══ Records
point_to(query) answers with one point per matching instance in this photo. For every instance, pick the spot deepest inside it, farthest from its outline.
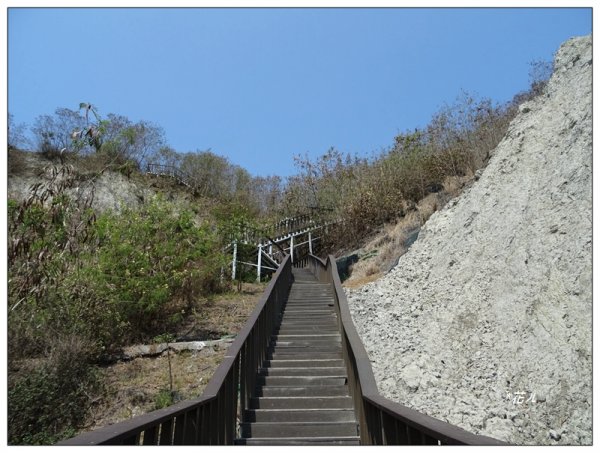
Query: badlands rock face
(486, 322)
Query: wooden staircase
(302, 396)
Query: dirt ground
(135, 387)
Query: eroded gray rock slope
(493, 304)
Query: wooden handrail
(212, 418)
(381, 420)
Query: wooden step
(298, 429)
(306, 371)
(312, 391)
(304, 441)
(307, 343)
(302, 402)
(299, 330)
(297, 381)
(294, 355)
(304, 363)
(299, 415)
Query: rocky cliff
(486, 322)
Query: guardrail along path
(302, 396)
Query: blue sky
(262, 85)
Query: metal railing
(213, 418)
(382, 421)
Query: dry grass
(131, 388)
(385, 248)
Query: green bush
(151, 263)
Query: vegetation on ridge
(82, 283)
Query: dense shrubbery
(80, 285)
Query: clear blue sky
(262, 85)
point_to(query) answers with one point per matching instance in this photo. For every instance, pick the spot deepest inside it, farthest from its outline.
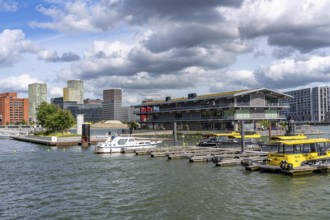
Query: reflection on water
(38, 182)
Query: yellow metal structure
(287, 137)
(295, 153)
(246, 136)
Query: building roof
(219, 95)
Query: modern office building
(74, 91)
(220, 111)
(309, 104)
(13, 110)
(37, 94)
(91, 109)
(112, 104)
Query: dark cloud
(304, 43)
(187, 36)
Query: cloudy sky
(159, 48)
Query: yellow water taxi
(295, 153)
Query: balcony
(209, 107)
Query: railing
(206, 107)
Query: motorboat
(118, 144)
(275, 141)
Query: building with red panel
(13, 110)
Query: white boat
(118, 144)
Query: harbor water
(41, 182)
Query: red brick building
(13, 109)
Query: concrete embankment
(55, 141)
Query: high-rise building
(13, 110)
(37, 94)
(309, 104)
(112, 104)
(74, 91)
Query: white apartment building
(74, 91)
(37, 93)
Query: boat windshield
(320, 148)
(122, 141)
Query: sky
(157, 48)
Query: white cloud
(75, 16)
(17, 83)
(8, 5)
(13, 44)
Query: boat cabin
(294, 153)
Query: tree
(53, 118)
(264, 123)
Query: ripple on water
(77, 184)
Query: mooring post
(174, 134)
(242, 137)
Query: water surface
(38, 182)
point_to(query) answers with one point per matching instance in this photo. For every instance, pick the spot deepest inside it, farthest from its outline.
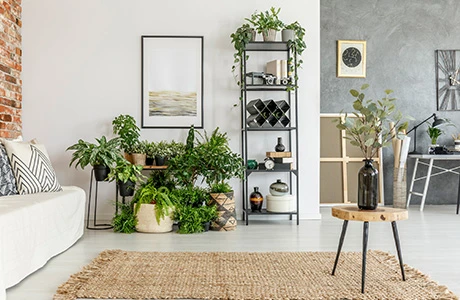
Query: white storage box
(280, 203)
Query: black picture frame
(172, 81)
(447, 64)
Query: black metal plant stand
(95, 225)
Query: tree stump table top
(381, 214)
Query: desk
(380, 214)
(431, 158)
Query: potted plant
(370, 130)
(219, 165)
(240, 38)
(149, 153)
(294, 35)
(267, 23)
(100, 156)
(161, 153)
(125, 126)
(126, 175)
(138, 154)
(125, 221)
(153, 208)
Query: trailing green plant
(138, 148)
(125, 171)
(264, 21)
(125, 126)
(369, 129)
(191, 196)
(220, 163)
(175, 148)
(297, 47)
(220, 188)
(191, 219)
(162, 149)
(150, 148)
(240, 38)
(103, 153)
(125, 221)
(161, 197)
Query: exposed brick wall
(10, 68)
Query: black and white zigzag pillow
(32, 168)
(7, 180)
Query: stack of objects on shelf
(279, 199)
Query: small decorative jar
(256, 200)
(279, 188)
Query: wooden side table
(381, 214)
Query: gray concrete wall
(402, 37)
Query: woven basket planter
(225, 203)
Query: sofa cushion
(7, 180)
(31, 168)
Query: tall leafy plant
(369, 129)
(104, 152)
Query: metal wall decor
(172, 81)
(448, 79)
(351, 59)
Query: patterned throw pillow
(31, 168)
(7, 181)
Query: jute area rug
(117, 274)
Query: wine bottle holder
(267, 113)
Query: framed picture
(351, 59)
(172, 81)
(448, 79)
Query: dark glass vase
(256, 200)
(280, 147)
(368, 186)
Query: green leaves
(368, 129)
(103, 153)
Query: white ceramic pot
(146, 221)
(280, 203)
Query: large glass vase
(368, 186)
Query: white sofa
(36, 227)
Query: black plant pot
(149, 161)
(126, 188)
(160, 160)
(101, 172)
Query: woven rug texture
(117, 274)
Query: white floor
(430, 242)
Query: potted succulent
(153, 208)
(267, 23)
(126, 175)
(100, 156)
(138, 154)
(370, 130)
(125, 126)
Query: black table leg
(342, 237)
(458, 194)
(398, 247)
(365, 236)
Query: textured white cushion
(31, 168)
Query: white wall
(82, 67)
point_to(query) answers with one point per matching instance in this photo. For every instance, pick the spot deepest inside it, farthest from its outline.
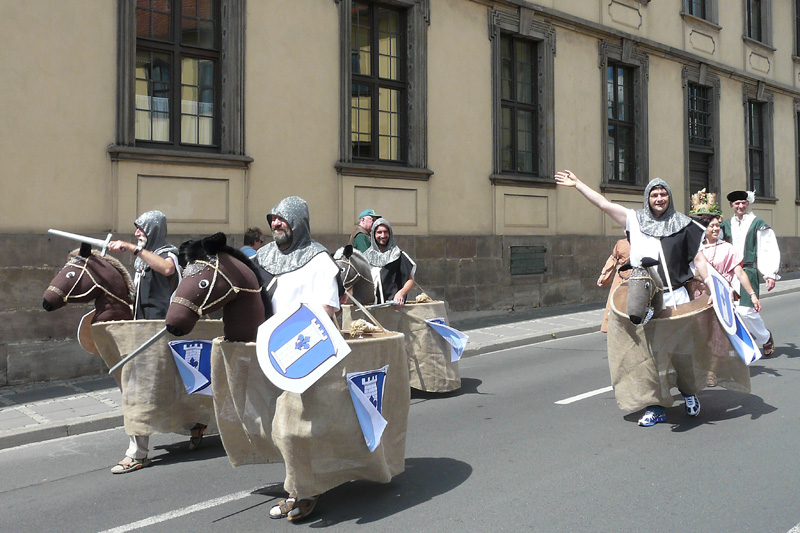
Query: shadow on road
(365, 502)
════
◆ Aim of the task
Skip the images and restate each record above word for word.

◆ Finished task
point_to(query) answers with one point per matching instance in this photo. For every instance, pick the spot deepest inside it, farthest from its outline.
Query: badlands rock face
(486, 322)
Query: wooden staircase
(302, 396)
Query: dirt ground
(135, 387)
Query: eroded gray rock slope
(493, 304)
Query: wooden handrail
(212, 418)
(381, 420)
Query: wooden step
(298, 429)
(306, 371)
(312, 391)
(304, 441)
(307, 343)
(302, 402)
(299, 330)
(297, 381)
(294, 355)
(304, 363)
(299, 415)
Query: rocky cliff
(486, 322)
Query: guardrail along path
(302, 396)
Query: blue sky
(262, 85)
Query: metal railing
(213, 418)
(382, 421)
Query: dry grass
(131, 388)
(385, 248)
Query: green bush
(151, 263)
Query: vegetation on ridge
(82, 283)
Query: dense shrubbery
(80, 285)
Query: clear blue sky
(262, 85)
point_to(query) answers with one point per matching instance in this photo. For every instance, pick the spot deepest inside it, farthest from its outline.
Query: reflection on water
(38, 182)
Query: yellow metal structure
(287, 137)
(295, 153)
(246, 136)
Query: building roof
(219, 95)
Query: modern office building
(74, 91)
(220, 111)
(309, 104)
(13, 110)
(37, 94)
(91, 109)
(112, 104)
Query: dark cloud
(304, 43)
(187, 36)
Query: cloudy sky
(159, 48)
Query: yellow water taxi
(295, 153)
Query: balcony
(209, 107)
Query: railing
(206, 107)
Query: motorboat
(118, 144)
(275, 141)
Query: building with red panel
(13, 110)
Query: white boat
(118, 144)
Query: harbor water
(41, 182)
Query: red brick building
(13, 109)
Query: concrete embankment
(55, 141)
Query: high-rise building
(13, 110)
(37, 94)
(309, 104)
(112, 104)
(74, 91)
Query: white apartment building
(74, 91)
(37, 93)
Query: boat windshield
(320, 148)
(122, 141)
Query: sky
(157, 48)
Query: white cloud
(75, 16)
(17, 83)
(8, 5)
(13, 44)
Query: boat cabin
(294, 153)
Query: tree
(53, 118)
(264, 123)
Query: ripple on water
(77, 184)
Query: mooring post
(174, 134)
(242, 137)
Query: water surface
(38, 182)
point_to(query) answers with one point per matching instance in this photo. For every instance, pick the spot deepest inside it, farthest from its outline.
Query: white storage box
(280, 203)
Query: black picture frame
(172, 81)
(447, 64)
Query: black metal plant stand
(95, 225)
Query: tree stump table top
(381, 214)
Query: desk
(380, 214)
(431, 158)
Query: potted plant
(370, 130)
(219, 165)
(240, 38)
(149, 153)
(294, 35)
(267, 23)
(100, 156)
(161, 153)
(125, 126)
(126, 175)
(138, 154)
(125, 221)
(153, 208)
Query: trailing green plant
(138, 148)
(125, 171)
(264, 21)
(125, 126)
(369, 129)
(191, 196)
(220, 163)
(175, 148)
(297, 47)
(220, 188)
(191, 219)
(162, 149)
(150, 148)
(240, 38)
(103, 153)
(125, 221)
(161, 197)
Query: exposed brick wall
(10, 68)
Query: black and white zigzag pillow
(32, 168)
(7, 180)
Query: stack of objects on shelf
(279, 199)
Query: small decorative jar
(256, 200)
(279, 188)
Query: wooden side table
(381, 214)
Query: gray concrete wall
(402, 37)
Query: woven basket planter
(225, 203)
Query: sofa cushion
(7, 180)
(31, 168)
Query: tall leafy plant
(369, 129)
(104, 152)
Query: metal wall decor
(172, 81)
(448, 79)
(351, 59)
Query: patterned throw pillow
(31, 168)
(7, 181)
Query: jute area rug
(117, 274)
Query: wine bottle holder
(267, 113)
Query: framed picture
(351, 59)
(172, 81)
(448, 79)
Query: dark glass vase
(256, 200)
(280, 147)
(368, 186)
Query: green leaves
(368, 129)
(103, 153)
Query: white ceramic pot
(146, 221)
(280, 203)
Query: large glass vase
(368, 186)
Query: white sofa
(36, 227)
Query: black plant pot
(149, 161)
(126, 188)
(160, 160)
(101, 172)
Query: woven rug texture
(117, 274)
Query: white floor
(430, 242)
Query: potted succulent
(153, 208)
(267, 23)
(126, 175)
(100, 156)
(138, 154)
(370, 130)
(125, 126)
Query: black table leg
(342, 237)
(458, 194)
(398, 247)
(365, 236)
Query: textured white cushion
(31, 168)
Query: white wall
(82, 67)
point_to(query) answers with one point per matching instance in this photo. For every instance, pick the spot deepest inside it, farthest from its outline.
Query: shadow on road
(365, 502)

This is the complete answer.